BRIEF:
Beginning at the line containing "Could you kindly segment every instance of the tabby" and continuing to the end of the records below, give each line again exactly as it stands, and only those lines.

Stored items from a collection
┌────────

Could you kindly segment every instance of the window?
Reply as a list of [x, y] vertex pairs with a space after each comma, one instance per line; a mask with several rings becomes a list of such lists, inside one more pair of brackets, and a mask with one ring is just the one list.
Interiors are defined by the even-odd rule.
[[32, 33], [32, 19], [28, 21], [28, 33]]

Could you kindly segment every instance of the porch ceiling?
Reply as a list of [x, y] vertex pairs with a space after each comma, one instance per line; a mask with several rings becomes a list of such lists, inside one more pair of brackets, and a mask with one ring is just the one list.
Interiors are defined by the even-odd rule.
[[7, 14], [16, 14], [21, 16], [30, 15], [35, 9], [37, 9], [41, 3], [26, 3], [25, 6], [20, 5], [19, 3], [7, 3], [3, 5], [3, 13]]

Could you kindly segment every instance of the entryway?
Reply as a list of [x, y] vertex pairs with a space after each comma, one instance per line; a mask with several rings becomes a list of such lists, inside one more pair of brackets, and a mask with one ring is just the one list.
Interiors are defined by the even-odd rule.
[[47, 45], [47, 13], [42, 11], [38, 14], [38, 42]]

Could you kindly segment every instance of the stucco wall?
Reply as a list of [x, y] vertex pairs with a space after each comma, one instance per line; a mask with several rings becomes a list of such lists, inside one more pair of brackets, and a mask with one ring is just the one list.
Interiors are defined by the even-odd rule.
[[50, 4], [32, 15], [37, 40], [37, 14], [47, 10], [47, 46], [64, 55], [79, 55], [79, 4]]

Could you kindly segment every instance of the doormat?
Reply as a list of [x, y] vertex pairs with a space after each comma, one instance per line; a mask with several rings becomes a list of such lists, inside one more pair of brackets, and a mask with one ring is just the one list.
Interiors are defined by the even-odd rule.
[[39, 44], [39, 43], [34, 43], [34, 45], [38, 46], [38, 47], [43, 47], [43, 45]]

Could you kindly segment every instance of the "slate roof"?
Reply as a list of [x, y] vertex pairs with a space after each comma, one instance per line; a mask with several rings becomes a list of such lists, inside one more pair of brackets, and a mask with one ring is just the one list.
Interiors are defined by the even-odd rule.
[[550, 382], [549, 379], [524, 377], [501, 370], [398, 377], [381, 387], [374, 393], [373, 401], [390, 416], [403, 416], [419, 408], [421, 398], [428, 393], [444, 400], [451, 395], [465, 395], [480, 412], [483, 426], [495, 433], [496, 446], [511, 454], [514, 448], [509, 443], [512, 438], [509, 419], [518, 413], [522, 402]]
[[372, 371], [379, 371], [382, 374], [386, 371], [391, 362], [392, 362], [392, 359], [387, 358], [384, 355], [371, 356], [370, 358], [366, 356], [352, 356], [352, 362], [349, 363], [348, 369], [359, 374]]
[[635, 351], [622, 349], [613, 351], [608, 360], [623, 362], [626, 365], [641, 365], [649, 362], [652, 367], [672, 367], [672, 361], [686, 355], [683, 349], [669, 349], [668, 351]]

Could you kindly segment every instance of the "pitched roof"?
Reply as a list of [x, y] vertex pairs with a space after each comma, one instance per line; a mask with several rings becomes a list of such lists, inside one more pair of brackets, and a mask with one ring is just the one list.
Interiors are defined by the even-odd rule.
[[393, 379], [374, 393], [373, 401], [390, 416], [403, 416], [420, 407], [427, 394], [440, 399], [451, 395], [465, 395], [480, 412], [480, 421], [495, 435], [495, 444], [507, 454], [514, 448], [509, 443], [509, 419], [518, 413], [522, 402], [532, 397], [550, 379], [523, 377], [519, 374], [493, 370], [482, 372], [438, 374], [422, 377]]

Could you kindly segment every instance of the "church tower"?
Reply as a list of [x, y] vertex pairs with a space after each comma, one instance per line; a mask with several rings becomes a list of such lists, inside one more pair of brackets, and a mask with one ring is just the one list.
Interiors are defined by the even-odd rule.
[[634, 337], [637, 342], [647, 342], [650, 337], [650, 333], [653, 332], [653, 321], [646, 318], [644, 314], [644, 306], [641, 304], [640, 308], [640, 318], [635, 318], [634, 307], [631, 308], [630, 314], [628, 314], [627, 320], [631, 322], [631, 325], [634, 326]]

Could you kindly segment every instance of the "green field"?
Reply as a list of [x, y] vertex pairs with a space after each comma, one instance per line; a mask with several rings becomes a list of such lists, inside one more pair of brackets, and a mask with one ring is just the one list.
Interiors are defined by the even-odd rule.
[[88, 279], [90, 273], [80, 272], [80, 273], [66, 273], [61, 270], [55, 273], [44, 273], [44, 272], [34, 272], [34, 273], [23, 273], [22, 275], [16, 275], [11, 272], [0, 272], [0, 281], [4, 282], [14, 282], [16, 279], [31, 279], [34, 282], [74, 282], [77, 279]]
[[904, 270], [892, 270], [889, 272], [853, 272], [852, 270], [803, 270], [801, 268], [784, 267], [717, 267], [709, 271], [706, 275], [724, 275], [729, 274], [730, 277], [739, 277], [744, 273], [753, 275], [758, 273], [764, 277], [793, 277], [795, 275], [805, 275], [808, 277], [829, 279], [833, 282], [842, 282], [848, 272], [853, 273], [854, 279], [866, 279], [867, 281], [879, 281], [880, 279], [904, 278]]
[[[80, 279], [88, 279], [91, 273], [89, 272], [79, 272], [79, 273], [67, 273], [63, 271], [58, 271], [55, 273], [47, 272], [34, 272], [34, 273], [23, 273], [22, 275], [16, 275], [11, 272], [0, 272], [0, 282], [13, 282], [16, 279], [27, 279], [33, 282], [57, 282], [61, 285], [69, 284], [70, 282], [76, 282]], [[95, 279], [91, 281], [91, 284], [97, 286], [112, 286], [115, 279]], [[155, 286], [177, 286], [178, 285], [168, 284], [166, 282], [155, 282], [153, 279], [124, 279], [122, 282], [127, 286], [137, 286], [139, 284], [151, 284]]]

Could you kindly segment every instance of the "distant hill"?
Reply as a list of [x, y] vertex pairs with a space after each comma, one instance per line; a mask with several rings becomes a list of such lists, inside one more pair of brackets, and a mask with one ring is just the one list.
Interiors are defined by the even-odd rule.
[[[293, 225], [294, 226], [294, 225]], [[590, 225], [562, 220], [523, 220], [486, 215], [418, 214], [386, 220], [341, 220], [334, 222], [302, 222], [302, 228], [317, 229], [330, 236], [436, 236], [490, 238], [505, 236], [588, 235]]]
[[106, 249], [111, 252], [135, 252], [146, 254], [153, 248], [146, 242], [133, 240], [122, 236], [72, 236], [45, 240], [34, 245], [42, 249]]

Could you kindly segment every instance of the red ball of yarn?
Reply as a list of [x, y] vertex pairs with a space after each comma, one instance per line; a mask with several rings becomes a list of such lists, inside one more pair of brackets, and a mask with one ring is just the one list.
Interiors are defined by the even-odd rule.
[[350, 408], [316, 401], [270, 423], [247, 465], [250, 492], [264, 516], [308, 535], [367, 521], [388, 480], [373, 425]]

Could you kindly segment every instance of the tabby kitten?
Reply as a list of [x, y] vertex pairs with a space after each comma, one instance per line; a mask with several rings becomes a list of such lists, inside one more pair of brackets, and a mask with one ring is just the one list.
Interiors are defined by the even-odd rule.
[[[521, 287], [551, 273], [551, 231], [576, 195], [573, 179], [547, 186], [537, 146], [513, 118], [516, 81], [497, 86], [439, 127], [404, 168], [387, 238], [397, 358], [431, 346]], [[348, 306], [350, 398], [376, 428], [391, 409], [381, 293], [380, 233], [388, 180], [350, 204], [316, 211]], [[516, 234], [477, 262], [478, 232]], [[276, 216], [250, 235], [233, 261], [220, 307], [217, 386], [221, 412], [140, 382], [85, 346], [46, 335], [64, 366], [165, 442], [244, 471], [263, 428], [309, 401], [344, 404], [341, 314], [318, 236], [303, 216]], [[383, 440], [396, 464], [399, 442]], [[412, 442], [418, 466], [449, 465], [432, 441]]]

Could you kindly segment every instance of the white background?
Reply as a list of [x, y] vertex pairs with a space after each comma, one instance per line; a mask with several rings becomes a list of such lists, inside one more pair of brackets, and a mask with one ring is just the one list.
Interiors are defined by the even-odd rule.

└────────

SOLUTION TO THE EXERCISE:
Could you kindly segment every instance of the tabby kitten?
Reply as a list of [x, y] vertex pairs with a space after each comma, one instance per line; a mask with several rings becomes a list of such lists, inside one more pair of brackets, and a mask with one ring is just the one list.
Interiors are defined by the even-odd rule.
[[[521, 287], [551, 273], [551, 231], [576, 195], [573, 179], [547, 186], [537, 146], [513, 118], [516, 81], [497, 86], [439, 127], [404, 168], [387, 238], [397, 358], [431, 346]], [[348, 306], [350, 398], [376, 428], [391, 409], [381, 293], [380, 233], [388, 180], [350, 204], [316, 211]], [[516, 234], [477, 262], [478, 232]], [[276, 216], [250, 235], [233, 261], [220, 307], [217, 386], [221, 412], [140, 382], [85, 346], [46, 335], [64, 366], [165, 442], [244, 471], [263, 428], [309, 401], [344, 404], [341, 314], [318, 236], [303, 216]], [[383, 440], [396, 464], [399, 442]], [[412, 442], [418, 466], [449, 465], [432, 441]]]

Could you kindly segment every instance of the white background?
Reply as a list of [x, y] vertex pairs with a space after each comma, one instance per line; a mask with several rings becomes a list of such lists, inside one more pair of brackets, and a mask with one ring is just the one list.
Interiors are defined by the even-odd rule.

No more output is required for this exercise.